WHAT YOU SHOULD DO -> Would you restate the listing word for word, with the images omitted?

RAW DATA ->
Content starts

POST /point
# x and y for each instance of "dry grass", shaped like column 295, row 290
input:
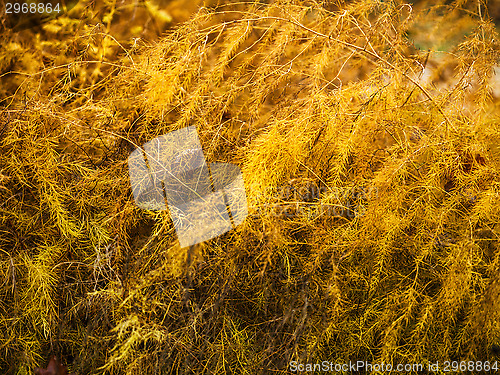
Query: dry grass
column 370, row 165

Content ends

REPLY ->
POST /point
# x and y for each instance of "dry grass", shaped like column 295, row 290
input:
Query: dry grass
column 370, row 165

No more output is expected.